[Set of tasks]
1. In the QAIC execution provider page, please write out the part that opens with the words containing "Skip to content" and closes with "apps, platform SDKs.", putting "chip" in place of "chipset".
2. Transcribe the rows from the line containing "Identify every instance of the dirt" through the line containing "x=211 y=340", keeping every character as it stands.

[begin Supplied passage]

Skip to content

QAIC execution provider

QAIC Execution Provider for ONNX Runtime enables hardware accelerated execution on Qualcomm AIC100 chipset. It leverages AIC compiler and runtime API packaged in apps, platform SDKs.

Setup

  • Create a json specification file for onnxruntime as shown below
    {
        "base_image": "ubuntu20",
        "applications": ["onnxruntime"],
        "python_version": "py38",
        "sdk": {
            "qaic_apps": "/path/to/apps/sdk.zip",
            "qaic_platform": "/path/to/platform/sdk.zip"
        }
    }
    
  • Launch a docker container for an image built with this specification, following instructions in Docker
  • In docker container, onnxruntime_qaic build (onnxruntime version 1.13.1 with qaic EP integration) will be available at /opt/qti-aic/integrations/qaic_onnxrt/onnxruntime_qaic.

Configuration Options

option type description
config str [Required] Path to the model-settings YAML file. Contains AIC configuration parameters used by QAic execution provider of ONNX Runtime. The configuration for best performance and accuracy can be generated using model configurator tool.
aic_device_id int [Optional] AIC device ID, auto-picked when not configured

Parameters supported in model settings yaml file

Option Description Default Relevance
Runtime parameters
aic-binary-dir Absolute path or relative path ( wrt model settings file parent directory) to dir with programqpc.bin "" Required to skip compilation.
device-id AIC device ID 0 Optional
set-size Set Size for inference loop execution 10 Optional
aic-num-of-activations Number of activations 1 Optional
qaicRegisterCustomOp - Compiler C API
register-custom-op Register custom op using this configuration file Required if model has AIC custom ops; vector of string
Graph Config - Compiler API
aic-depth-first-mem Sets DFS memory size Set by compiler Optional. Used in compilation with aic-enable-depth-first
aic-enable-depth-first Enables DFS with default memory size; "True", "False" Set by compiler Optional. Used in compilation.
aic-num-cores Number of aic cores to be used for inference on 1 Optional. Used in compilation.
allocator-dealloc-delay Option to increase buffer lifetime 0 - 10, e.g 1 Set by compiler Optional. Used in compilation.
batchsize Sets the number of batches to be used for execution 1 Optional. Used in compilation.
convert-to-fp16 Run all floating-point in fp16; "True", "False" "False" Optional. Used in compilation.
enable-channelwise Enable channelwise quantization of Convolution op; "True", "False" Set by compiler Optional. Used in compilation with pgq-profile.
enable-rowwise Enable rowwise quantization of FullyConnected and SparseLengthsSum ops; "True", "False" Set by compiler Optional. Used in compilation with pgq-profile.
execute-nodes-in-fp16 Run all insances of the operators in this list with FP16; "True", "False" Set by compiler Optional. Used in compilation with pgq-profile for mixed precision.
hwVersion HW version of AI QAIC_HW_V2_0 Cannot be configured, set to QAIC_HW_V2_0.

[end Supplied passage]
[begin Dataset rows]

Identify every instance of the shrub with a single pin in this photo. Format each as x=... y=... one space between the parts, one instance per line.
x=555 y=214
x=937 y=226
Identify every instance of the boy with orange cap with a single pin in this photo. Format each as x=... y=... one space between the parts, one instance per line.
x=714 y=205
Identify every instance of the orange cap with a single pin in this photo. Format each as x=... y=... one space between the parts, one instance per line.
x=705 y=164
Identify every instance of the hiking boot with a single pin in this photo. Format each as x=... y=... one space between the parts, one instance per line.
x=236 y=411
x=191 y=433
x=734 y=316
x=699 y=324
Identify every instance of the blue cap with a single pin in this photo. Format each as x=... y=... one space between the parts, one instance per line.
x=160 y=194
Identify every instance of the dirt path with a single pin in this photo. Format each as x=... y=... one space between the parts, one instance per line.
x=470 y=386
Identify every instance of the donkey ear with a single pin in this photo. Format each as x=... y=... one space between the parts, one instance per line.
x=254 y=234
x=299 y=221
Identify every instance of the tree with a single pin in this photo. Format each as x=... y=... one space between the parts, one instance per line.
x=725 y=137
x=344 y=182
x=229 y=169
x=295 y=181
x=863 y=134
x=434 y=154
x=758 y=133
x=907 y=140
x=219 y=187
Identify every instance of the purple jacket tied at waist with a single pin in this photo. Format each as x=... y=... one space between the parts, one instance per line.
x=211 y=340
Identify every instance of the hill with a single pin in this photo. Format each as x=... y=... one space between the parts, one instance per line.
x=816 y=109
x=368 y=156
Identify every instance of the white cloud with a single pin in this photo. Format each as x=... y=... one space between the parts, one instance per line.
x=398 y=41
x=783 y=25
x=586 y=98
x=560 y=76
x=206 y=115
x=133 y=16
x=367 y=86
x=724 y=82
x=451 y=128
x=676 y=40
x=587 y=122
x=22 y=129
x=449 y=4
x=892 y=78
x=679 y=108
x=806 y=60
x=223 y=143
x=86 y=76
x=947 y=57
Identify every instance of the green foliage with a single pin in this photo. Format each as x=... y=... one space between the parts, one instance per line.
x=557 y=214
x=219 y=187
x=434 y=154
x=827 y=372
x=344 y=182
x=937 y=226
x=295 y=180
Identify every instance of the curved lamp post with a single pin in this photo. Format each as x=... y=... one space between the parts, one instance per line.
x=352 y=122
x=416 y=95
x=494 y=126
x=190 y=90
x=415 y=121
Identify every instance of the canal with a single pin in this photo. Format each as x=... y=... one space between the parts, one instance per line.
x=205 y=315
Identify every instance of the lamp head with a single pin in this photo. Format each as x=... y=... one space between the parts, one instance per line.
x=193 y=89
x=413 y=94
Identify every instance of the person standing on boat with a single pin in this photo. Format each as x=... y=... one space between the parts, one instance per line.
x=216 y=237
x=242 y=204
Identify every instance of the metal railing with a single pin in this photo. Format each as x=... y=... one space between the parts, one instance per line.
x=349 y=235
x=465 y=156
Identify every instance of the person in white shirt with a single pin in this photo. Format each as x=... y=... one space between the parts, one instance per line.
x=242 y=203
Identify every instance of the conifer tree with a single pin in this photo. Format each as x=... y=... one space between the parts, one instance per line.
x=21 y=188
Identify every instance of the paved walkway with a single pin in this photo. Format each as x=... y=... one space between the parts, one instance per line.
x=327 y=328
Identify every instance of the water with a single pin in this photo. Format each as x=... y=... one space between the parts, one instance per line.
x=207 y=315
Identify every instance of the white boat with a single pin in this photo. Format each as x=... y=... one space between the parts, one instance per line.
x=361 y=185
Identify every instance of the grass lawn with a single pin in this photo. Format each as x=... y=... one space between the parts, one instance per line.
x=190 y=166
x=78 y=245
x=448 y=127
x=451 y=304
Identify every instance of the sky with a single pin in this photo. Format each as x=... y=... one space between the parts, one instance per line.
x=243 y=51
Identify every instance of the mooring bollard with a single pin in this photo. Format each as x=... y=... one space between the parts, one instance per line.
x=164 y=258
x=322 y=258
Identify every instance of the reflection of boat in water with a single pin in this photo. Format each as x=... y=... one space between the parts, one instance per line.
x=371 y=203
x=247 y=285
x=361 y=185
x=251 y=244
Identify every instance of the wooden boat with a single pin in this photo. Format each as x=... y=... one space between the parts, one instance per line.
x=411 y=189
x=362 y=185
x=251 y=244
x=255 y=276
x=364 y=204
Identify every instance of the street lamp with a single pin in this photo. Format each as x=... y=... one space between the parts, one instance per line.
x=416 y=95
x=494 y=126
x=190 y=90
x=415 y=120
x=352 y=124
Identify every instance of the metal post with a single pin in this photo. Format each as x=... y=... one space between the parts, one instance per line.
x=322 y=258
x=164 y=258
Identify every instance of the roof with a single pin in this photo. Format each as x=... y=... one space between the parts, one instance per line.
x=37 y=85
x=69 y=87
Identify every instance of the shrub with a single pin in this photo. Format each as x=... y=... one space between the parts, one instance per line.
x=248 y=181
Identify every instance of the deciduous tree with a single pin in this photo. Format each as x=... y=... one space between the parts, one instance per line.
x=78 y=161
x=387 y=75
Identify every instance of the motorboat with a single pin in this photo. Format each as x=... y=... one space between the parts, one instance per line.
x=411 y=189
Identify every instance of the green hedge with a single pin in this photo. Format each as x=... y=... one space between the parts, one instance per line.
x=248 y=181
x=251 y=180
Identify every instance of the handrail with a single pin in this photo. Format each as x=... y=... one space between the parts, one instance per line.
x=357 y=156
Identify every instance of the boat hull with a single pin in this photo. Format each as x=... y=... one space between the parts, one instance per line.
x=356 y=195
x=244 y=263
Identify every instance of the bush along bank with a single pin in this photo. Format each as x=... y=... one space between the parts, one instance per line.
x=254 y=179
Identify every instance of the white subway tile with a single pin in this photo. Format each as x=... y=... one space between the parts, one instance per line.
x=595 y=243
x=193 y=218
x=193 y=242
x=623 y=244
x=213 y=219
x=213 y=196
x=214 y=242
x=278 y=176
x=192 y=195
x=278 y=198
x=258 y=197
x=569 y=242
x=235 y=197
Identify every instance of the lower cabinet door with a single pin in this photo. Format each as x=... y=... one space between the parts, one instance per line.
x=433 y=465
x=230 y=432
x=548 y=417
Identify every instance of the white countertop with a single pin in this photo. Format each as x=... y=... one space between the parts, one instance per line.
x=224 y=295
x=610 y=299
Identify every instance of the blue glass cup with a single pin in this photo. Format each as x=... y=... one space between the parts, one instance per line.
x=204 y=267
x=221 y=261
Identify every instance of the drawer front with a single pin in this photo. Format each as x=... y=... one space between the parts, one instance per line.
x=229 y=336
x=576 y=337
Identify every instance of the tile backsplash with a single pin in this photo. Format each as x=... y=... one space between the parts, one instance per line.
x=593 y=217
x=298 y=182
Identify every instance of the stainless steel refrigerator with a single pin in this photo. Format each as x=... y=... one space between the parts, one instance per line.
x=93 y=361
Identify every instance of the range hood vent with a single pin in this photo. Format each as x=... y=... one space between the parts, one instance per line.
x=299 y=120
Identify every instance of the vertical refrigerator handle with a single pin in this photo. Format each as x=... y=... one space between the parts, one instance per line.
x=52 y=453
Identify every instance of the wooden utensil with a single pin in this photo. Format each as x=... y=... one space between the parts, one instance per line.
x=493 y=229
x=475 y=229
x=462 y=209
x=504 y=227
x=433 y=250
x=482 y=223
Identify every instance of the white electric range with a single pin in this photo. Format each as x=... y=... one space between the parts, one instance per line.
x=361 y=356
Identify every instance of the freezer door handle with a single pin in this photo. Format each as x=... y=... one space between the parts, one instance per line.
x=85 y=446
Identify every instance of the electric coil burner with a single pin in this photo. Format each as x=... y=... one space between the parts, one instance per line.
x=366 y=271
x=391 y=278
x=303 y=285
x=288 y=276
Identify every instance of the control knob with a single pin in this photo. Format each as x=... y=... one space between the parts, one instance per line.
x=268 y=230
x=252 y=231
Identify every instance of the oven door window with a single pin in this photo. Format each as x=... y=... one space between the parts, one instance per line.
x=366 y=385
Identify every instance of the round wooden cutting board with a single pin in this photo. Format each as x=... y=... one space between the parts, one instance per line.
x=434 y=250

[end Dataset rows]

[Expected results]
1.
Skip to content

QAIC execution provider

QAIC Execution Provider for ONNX Runtime enables hardware accelerated execution on Qualcomm AIC100 chip. It leverages AIC compiler and runtime API packaged in apps, platform SDKs.

2.
Identify every instance of the dirt path with a single pin in this photo. Format each as x=... y=... one space between the parts, one instance per line.
x=470 y=386
Identify every instance of the donkey ear with a single pin in this photo. Format each as x=... y=... one space between the parts, one instance per line.
x=254 y=234
x=299 y=221
Identify every instance of the tree with a single pin in this photo. Format each as x=... y=... one space between the parts, one instance per line.
x=725 y=137
x=344 y=182
x=229 y=169
x=295 y=181
x=863 y=134
x=434 y=154
x=758 y=133
x=907 y=140
x=219 y=187
Identify every instance of the purple jacket tied at waist with a single pin in this photo. Format each as x=... y=... one space between the parts, one instance per line.
x=211 y=340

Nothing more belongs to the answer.